Tasks to perform
• 1. Condense the paragraph beginning "Yet the other part of the story" in the commentary on Russia and the West into a shorter version that keeps its main facts.
• 2. Quote the commentary on Russia and the West word for word, starting at the words "An exaggeration? Of" and stopping after "Chechnya in 1994.".

Page extract
• • • • • • •

Yet the other part of the story has to do with the West’s double standard in handling the affairs in Eurasia and beyond. In Russia, the argument about the West’s hypocritical stand is well known and embraced wholeheartedly. An average Russian might tell you how Moscow initiated the peaceful end of the Cold War and in exchange--in the name of market democracy and human rights protection--got mass robbery and a catastrophic decline in living standards, the NATO expansion and the airstrikes in Yugoslavia. Politicians might explain how Russia was made to accept the humiliating status of the West’s junior partner. In today’s Russia, the West is routinely blamed for the shock-therapy approach in economic reform, the orientation of the ex-Soviet republics away from the former Soviet region, and now for the inability of the Kremlin to finish off the Chechen terrorists once and forever.

An exaggeration? Of course. Yet the truth of the matter is that the West is to blame for what’s happening in Russia and Chechnya. It is not just Russia that mishandled Chechnya. Chechnya’s problem is a local symptom of a global failure--a failure of cooperation between Russia and the West. Instead of nurturing grass-roots movements and democratic process, the West preferred to deal with former nomenklatura leaders--first and foremost Boris N. Yeltsin--and supported them even when they ordered a military storm of the national Parliament in 1993 and launched a bloody war against Chechnya in 1994.

• • • • • • •

Given information
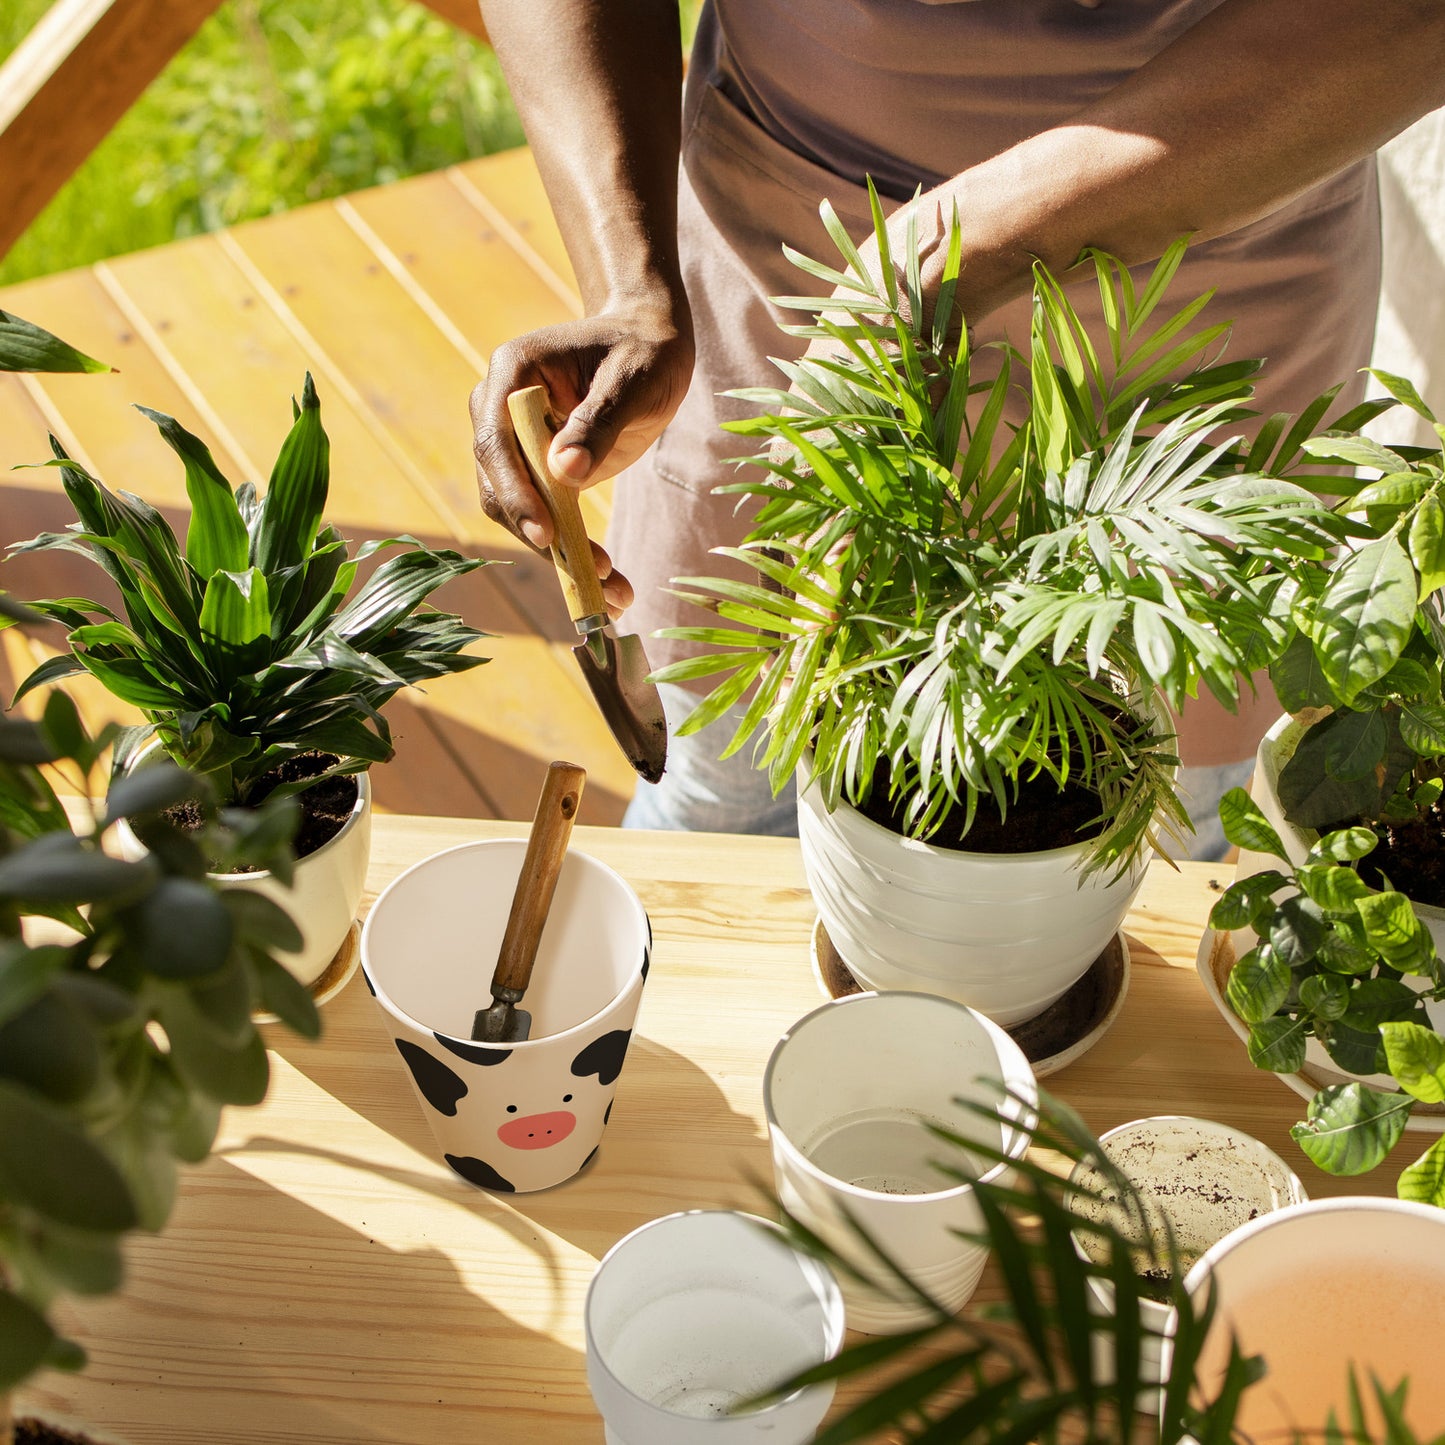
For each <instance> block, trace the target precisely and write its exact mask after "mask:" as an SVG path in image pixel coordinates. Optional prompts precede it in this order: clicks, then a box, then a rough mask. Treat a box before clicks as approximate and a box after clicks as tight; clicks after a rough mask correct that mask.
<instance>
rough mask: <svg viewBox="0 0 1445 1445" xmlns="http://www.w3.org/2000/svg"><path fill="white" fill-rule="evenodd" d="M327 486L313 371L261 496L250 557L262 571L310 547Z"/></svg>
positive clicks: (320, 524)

• • • • • • •

Results of the exercise
• 1. The story also involves the West's double standard toward Eurasia and beyond, a view widely held in Russia. An average Russian may say that Moscow started the peaceful end of the Cold War. In return, in the name of market democracy and human rights, Russia received mass robbery, a catastrophic fall in living standards, NATO expansion and the airstrikes in Yugoslavia. Politicians describe Russia as forced to accept the humiliating status of the West's junior partner. Today the West is blamed for the shock-therapy approach to economic reform and for the ex-Soviet republics turning away from the former Soviet region. It is also blamed for the Kremlin's inability to finish off the Chechen terrorists.

• 2.
An exaggeration? Of course. Yet the truth of the matter is that the West is to blame for what’s happening in Russia and Chechnya. It is not just Russia that mishandled Chechnya. Chechnya’s problem is a local symptom of a global failure--a failure of cooperation between Russia and the West. Instead of nurturing grass-roots movements and democratic process, the West preferred to deal with former nomenklatura leaders--first and foremost Boris N. Yeltsin--and supported them even when they ordered a military storm of the national Parliament in 1993 and launched a bloody war against Chechnya in 1994.